*EXCERPT PROVIDED*
^^^^^^^^^^^^^^^^
See Erland Sommarskog's excellent articles, The curse and blessings of dynamic SQL and Dynamic Search Conditions, for more details.

Early in my career, when working with SQL Server 7 and 2000 I tended to use option 1, sometimes with temporary tables, then I moved to option 2. I never used dynamic SQL because I did not want to grant select access to the tables being queried. I sacrificed performance for security and counted on ownership chaining to handle access to the underlying tables. With the advent of SQL Server 2005 and the EXECUTE AS I have moved to option 4, dynamic SQL using sp_executesql and parameters as I believe it gives me the best of both worlds.

How’s it work

Essentially you create the stored procedure and add the WITH EXECUTE AS Caller/Owner/Self/’user name’/’login name’ (see the Books on Line entry for EXECUTE AS for more details) and this changes the context in which the code within the procedure is run. So you can create a user (SelectAll) in the database that has select rights on all the tables and then no matter who calls the stored procedure the procedure will run correctly. If you choose to use EXECUTE AS OWNER then the procedure executes in the security context of the Owner of the procedure so you can simulate ownership chaining.

Example

Security

A post like this wouldn’t be complete without at least a simple example. I will be using the AdventureWorks database (get it at CodePlex, I’m still using the 2005 version) with some added data (I used RedGate SQLDataGenerator). All the code to run the examples is available for download here.

First you need to create a user with limited persmissions:

Use AdventureWorks;

Go

Create User DynamicSQLTest without login;

Notice that I used the Without Login syntax so I did not need to create a login as well. This is because I will also be using EXECUTE AS before running the stored procedure to change my execution context to this limited rights user instead of creating a new connection with a limited rights login. Next you need to create the stored procedure. I’m going to start with a “normal” stored procedure using Option 2 from above, because I also want to demonstrate the difference in performance. Here’s the procedure:

Use AdventureWorks;
GO

IF OBJECT_ID('dbo.FindPhoneByName', N'P') Is Not Null
    Begin
        Drop Procedure dbo.FindPhoneByName;
    End;

Go
    
CREATE PROCEDURE dbo.FindPhoneByName
    (
    @LastName nvarchar(50) = null,
    @FirstName nvarchar(50) = null
    )
^^^^^^^^^^^^^^^^
*DATA SUPPLIED*
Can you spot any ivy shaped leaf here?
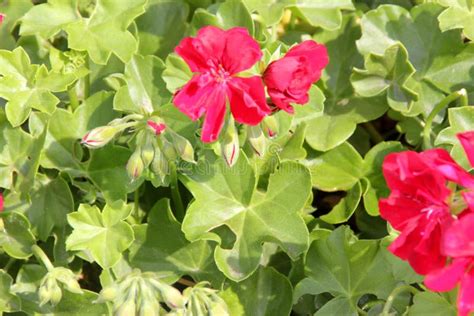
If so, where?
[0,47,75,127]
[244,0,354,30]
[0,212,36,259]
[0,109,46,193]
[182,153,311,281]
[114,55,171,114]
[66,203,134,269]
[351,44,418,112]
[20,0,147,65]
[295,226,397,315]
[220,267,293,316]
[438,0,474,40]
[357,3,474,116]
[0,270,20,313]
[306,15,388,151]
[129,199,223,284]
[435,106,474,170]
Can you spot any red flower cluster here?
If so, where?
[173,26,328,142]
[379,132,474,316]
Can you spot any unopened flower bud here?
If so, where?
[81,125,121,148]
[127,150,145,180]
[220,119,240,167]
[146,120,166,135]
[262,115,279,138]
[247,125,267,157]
^^^^^^^^^^^^^^^^
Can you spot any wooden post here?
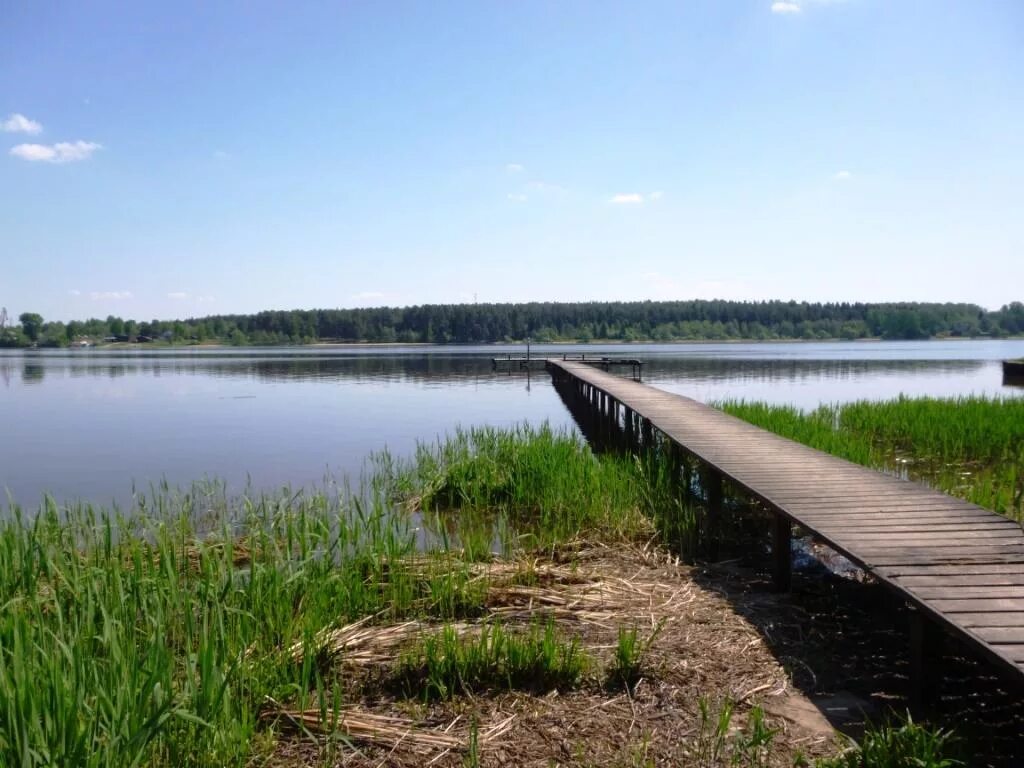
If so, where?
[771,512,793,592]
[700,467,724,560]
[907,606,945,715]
^^^^^^^^^^^^^^^^
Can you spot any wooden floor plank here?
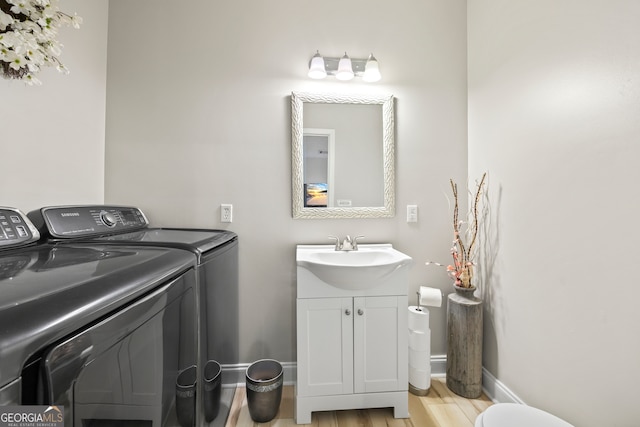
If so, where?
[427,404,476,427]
^^^^^^^^^^^^^^^^
*GIVEN REQUEST*
Can you resume the excerpt on dynamic SQL and EXECUTE AS right after its final words? The lines above have no connection to the excerpt on dynamic SQL and EXECUTE AS.

*RESPONSE*
AS

BEGIN
    SET NOCOUNT ON;

    Select
         Title,
         FirstName,
         MiddleName,
         LastName,
         Suffix,
         Phone  
    From
        Person.Contact
    Where 
        LastName Like IsNull(@LastName, LastName) + N'%' And 
        FirstName Like IsNull(@FirstName, FirstName) + N'%';
        
    Return;         
END
GO

This procedure is pretty self explanatory. Now we need to give the limited rights use, DynamicSQLTest, execute rights on our procedure:

Use AdventureWorks;

Go

Grant Exec on dbo.FindPhoneByName to DynamicSQLTest;

To test the security and performance of the stored procedure we are going to execute it 3 times with a dbo user and then repeat as the limited rights user, DynamicSQLTest. Here is what I used:

Exec dbo.FindPhoneByName @FirstName = 'J', @LastName = 'A';

Go

Exec dbo.FindPhoneByName @FirstName = 'J';

Go

Exec dbo.FindPhoneByName @LastName = 'A';

Go

Then execute the same 3 calls, but run this first to change the security context:

Execute AS User = 'DynamicSQLTest';

Go

If you are running the code in the same SSMS session be sure to issue the REVERT command to return to your original security context.

The stored procedure calls should run successfully for both users and should produce the same results and performance for both users. Now we’ll ALTER the procedure to use dynamic SQL:

Alter PROCEDURE dbo.FindPhoneByName
    (
    @LastName nvarchar(50) = null,
    @FirstName nvarchar(50) = null
    )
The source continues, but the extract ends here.